Challenge:
Carry on the article about Oman's Foreign Ministry, starting after its last sentence.

Ministry of Foreign Affairs

Ministry overview
- Formed: 1970; 56 years ago
- Jurisdiction: Government of Oman
- Headquarters: Al Kharjiyah Street, Muscat, Sultanate of Oman
- Minister responsible: Badr bin Hamad Al Busaidi, Minister of Foreign Affairs;
- Website: fm.gov.om

= Foreign Ministry (Oman) =

Government ministry of the Sultanate of Oman

The Foreign Ministry (وزارة الخارجية) is the government body in the Sultanate of Oman responsible for organising and directing Oman's relations with other countries and with regional and international organisations.

The current Foreign Minister is Badr bin Hamad Al Busaidi. He was appointed on 18 August 2020.

==Foreign policy==
The Foreign Ministry strives to maintain good relations with all countries through dialogue, cooperation and mutual respect. The Foreign Ministry enables Oman to play an active part in a regional community of nations living in harmony and build relationships which assure security and stability while fostering the economic growth and cultural development essential to all states' futures.

The mission of the Foreign Ministry, as set out in the Basic Statute of the State (Oman's constitution), rests on certain key principles:

- To preserve and protect the Sultanate and maintain its independence and sovereignty.
- To reaffirm ties of friendship and strengthen the bonds of cooperation with all peoples and all nations on the basis of mutual respect, mutual benefit and non-interference in internal affairs.

Data entries:
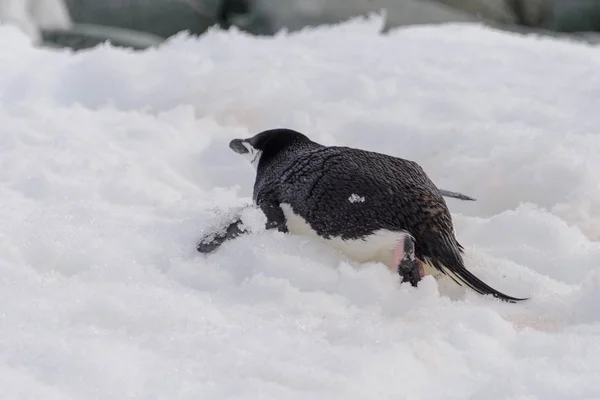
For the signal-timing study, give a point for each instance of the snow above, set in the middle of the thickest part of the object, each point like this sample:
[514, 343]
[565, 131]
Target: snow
[113, 163]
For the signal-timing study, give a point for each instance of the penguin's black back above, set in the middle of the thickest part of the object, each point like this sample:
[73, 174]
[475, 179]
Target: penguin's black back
[318, 182]
[348, 193]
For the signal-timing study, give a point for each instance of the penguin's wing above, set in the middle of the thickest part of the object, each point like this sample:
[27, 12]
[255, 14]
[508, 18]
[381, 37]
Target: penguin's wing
[456, 195]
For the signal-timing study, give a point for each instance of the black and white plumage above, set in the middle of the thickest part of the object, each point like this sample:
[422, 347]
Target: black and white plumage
[366, 204]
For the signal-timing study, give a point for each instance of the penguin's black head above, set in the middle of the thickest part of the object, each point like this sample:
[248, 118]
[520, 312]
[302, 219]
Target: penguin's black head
[267, 144]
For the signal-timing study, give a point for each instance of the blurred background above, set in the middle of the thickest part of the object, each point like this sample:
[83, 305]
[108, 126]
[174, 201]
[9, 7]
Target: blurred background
[138, 24]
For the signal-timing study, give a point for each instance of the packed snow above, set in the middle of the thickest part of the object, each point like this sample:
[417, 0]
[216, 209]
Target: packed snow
[114, 163]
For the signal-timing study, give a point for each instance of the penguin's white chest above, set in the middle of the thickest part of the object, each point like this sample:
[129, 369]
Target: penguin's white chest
[378, 247]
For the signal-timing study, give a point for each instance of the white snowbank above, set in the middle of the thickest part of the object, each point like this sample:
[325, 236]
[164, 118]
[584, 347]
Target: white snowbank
[111, 163]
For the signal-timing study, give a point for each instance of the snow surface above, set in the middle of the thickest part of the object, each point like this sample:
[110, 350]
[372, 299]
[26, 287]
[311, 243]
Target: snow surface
[112, 164]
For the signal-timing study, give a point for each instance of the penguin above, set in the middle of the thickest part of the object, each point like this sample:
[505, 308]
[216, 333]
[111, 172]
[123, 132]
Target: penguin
[368, 205]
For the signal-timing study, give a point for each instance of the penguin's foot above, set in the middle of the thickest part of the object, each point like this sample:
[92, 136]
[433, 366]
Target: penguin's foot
[214, 240]
[409, 267]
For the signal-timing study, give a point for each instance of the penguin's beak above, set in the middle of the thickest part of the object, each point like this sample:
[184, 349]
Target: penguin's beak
[237, 145]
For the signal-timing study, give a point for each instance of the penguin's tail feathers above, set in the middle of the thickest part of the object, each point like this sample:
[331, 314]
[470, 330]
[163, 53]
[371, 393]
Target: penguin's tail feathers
[448, 260]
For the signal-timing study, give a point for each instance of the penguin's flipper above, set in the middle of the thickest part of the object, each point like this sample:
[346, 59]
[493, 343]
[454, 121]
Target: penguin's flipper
[274, 213]
[455, 195]
[213, 240]
[444, 255]
[406, 261]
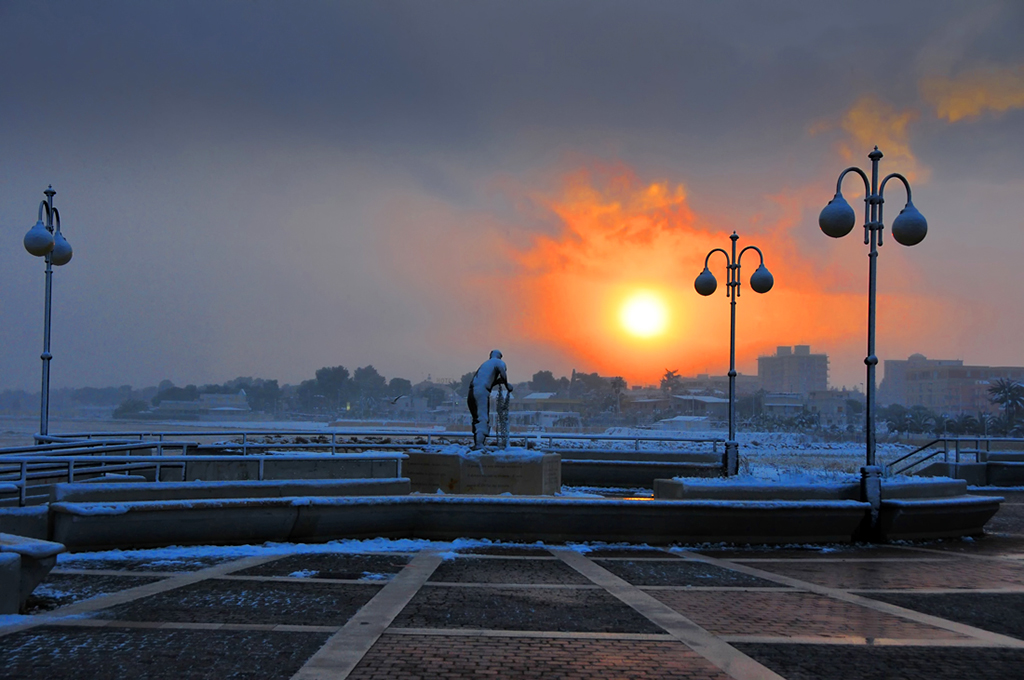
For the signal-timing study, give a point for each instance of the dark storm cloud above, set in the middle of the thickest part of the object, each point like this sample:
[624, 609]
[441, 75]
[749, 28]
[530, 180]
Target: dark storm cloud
[229, 170]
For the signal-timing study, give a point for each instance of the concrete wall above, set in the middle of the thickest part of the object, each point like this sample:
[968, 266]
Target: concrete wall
[93, 525]
[536, 475]
[168, 491]
[244, 469]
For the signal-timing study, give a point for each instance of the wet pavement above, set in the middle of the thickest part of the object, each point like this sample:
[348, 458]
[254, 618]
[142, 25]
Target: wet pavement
[931, 610]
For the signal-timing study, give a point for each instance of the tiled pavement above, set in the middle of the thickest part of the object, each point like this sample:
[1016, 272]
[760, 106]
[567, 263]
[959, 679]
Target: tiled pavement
[932, 610]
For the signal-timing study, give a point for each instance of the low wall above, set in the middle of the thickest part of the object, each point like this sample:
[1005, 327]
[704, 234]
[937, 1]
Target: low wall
[633, 473]
[166, 491]
[97, 525]
[340, 467]
[520, 474]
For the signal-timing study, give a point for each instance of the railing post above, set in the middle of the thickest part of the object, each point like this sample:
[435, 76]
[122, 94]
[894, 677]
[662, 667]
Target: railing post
[25, 482]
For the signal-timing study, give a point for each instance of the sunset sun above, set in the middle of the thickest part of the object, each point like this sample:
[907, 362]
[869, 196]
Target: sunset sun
[644, 315]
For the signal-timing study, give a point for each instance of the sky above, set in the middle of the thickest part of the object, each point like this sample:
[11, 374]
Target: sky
[263, 188]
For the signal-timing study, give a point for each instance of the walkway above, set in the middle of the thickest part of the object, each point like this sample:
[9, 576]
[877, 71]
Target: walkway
[943, 609]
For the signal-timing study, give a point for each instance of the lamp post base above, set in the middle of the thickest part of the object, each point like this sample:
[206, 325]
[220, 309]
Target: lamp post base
[731, 458]
[870, 492]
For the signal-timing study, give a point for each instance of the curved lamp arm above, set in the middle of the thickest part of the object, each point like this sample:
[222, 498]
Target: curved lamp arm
[728, 264]
[867, 194]
[882, 193]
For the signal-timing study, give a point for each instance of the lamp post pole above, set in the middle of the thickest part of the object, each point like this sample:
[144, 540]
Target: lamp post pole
[909, 227]
[761, 282]
[44, 240]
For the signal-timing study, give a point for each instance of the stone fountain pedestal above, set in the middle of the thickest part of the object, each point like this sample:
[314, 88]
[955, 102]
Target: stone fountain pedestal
[460, 470]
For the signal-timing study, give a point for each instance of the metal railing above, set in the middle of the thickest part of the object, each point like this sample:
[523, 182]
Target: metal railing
[950, 448]
[20, 471]
[347, 439]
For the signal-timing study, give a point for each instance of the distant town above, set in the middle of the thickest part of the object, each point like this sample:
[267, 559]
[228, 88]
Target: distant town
[790, 392]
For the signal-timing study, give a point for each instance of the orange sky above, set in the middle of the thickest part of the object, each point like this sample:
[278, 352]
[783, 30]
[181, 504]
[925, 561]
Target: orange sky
[621, 235]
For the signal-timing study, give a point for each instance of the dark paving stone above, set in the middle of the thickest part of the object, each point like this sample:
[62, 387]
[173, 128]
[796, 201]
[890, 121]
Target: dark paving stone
[51, 652]
[812, 662]
[639, 551]
[434, 657]
[990, 544]
[250, 602]
[183, 564]
[61, 589]
[522, 609]
[856, 551]
[468, 569]
[507, 551]
[1003, 612]
[679, 572]
[324, 565]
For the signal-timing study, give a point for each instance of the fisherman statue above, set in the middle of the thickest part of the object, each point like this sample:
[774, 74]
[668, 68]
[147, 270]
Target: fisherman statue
[493, 372]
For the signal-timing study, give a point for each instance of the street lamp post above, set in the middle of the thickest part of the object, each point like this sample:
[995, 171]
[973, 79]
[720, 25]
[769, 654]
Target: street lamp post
[761, 282]
[45, 240]
[909, 227]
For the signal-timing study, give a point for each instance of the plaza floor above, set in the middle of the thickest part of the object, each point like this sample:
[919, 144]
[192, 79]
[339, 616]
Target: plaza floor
[930, 610]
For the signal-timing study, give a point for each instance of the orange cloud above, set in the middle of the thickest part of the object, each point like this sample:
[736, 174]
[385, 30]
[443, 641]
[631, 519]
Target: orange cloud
[972, 93]
[621, 236]
[871, 122]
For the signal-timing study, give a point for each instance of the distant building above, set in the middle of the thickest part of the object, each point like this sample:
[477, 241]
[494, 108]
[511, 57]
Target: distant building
[794, 370]
[945, 386]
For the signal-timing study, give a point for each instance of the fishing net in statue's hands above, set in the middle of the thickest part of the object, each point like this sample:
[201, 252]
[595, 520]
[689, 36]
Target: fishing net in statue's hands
[504, 396]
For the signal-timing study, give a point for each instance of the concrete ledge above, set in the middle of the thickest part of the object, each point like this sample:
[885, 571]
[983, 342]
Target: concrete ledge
[36, 559]
[1005, 473]
[633, 473]
[630, 456]
[922, 489]
[529, 473]
[912, 519]
[10, 583]
[691, 491]
[169, 491]
[32, 521]
[96, 525]
[341, 467]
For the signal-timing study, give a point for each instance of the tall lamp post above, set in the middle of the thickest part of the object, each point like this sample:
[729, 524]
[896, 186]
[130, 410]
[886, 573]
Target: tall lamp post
[909, 227]
[761, 282]
[45, 240]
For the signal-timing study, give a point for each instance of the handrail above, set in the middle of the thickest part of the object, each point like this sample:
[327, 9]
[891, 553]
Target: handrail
[22, 471]
[957, 451]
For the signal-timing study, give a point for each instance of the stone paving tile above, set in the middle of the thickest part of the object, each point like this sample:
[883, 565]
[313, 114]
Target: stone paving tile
[1009, 518]
[51, 652]
[791, 613]
[990, 544]
[680, 572]
[812, 662]
[327, 565]
[639, 551]
[1003, 612]
[60, 589]
[468, 569]
[946, 574]
[249, 602]
[811, 552]
[430, 657]
[153, 564]
[522, 609]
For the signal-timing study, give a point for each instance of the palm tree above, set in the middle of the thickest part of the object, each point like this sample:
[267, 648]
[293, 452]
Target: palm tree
[617, 384]
[1010, 395]
[965, 423]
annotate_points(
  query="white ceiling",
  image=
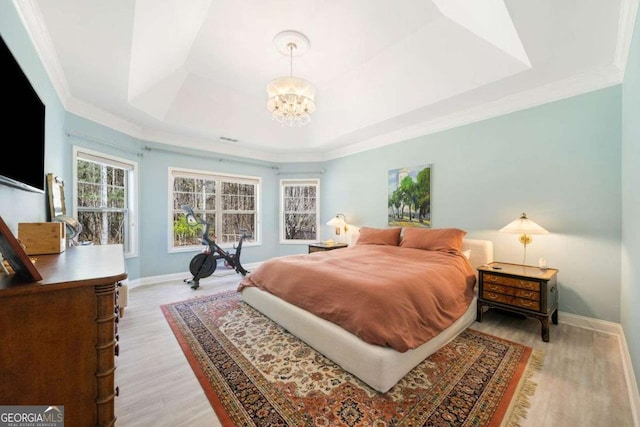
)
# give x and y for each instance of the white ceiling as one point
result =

Answer to this task:
- To respect international conventions and regional treaties and to recognise the rule of law internationally.

More generally, the Foreign Ministry strives to develop and strengthen the Sultanate's foreign relations in line with the directives of His Majesty the Sultan and His Majesty's Government.

Oman's representation in international organisations includes the Arab League, the United Nations, the Indian Ocean Rim Association for Regional Cooperation, the Organisation of Islamic Cooperation, the Middle East Desalination Research Centre and the Gulf Cooperation Council.

==History==

When Sultan Qaboos bin Said Al Said assumed power in 1970, Oman had limited formal agreements with the outside world, including neighbouring Arab states. The new Sultan launched Oman on a new path of modernisation and progress, which included the establishment of the Foreign Ministry (in its current form) in 1970.

Since the Foreign Ministry's establishment, Oman has pursued a moderate foreign policy and expanded its diplomatic relations dramatically. It supported the 1978 Camp David Accords and was one of three Arab League states, along with Somalia and Sudan, which did not break relations with Egypt after the signing of the Egyptian-Israeli Peace Treaty in 1979. During the Persian Gulf crisis, Oman assisted the United Nations coalition effort. Oman has developed close ties to its neighbors; it joined the six-member Gulf Cooperation Council when it was established in 1981.

Oman has traditionally supported Middle East peace initiatives, as it did the Oslo Accords in 1993 and subsequently the Arab Peace Initiative from 2002. Oman was also an active member of the Madrid Conference of 1991. In April 1994, Oman hosted the plenary meeting of the Water Resources Working Group, which formed part of the peace process efforts. Oman became the first Persian Gulf state to host a meeting and the first Gulf state to receive an Israeli Prime Minister (Yitzhak Rabin). Oman was instrumental in establishing the Middle East Desalination Research Centre in 1996 and the MEDRC headquarters are in Muscat. MEDRC aims to address two of the greatest global grand challenges: peace and environmental sustainability.

During the Cold War period, Oman avoided relations with communist countries because of the communist support for the insurgency in Dhofar.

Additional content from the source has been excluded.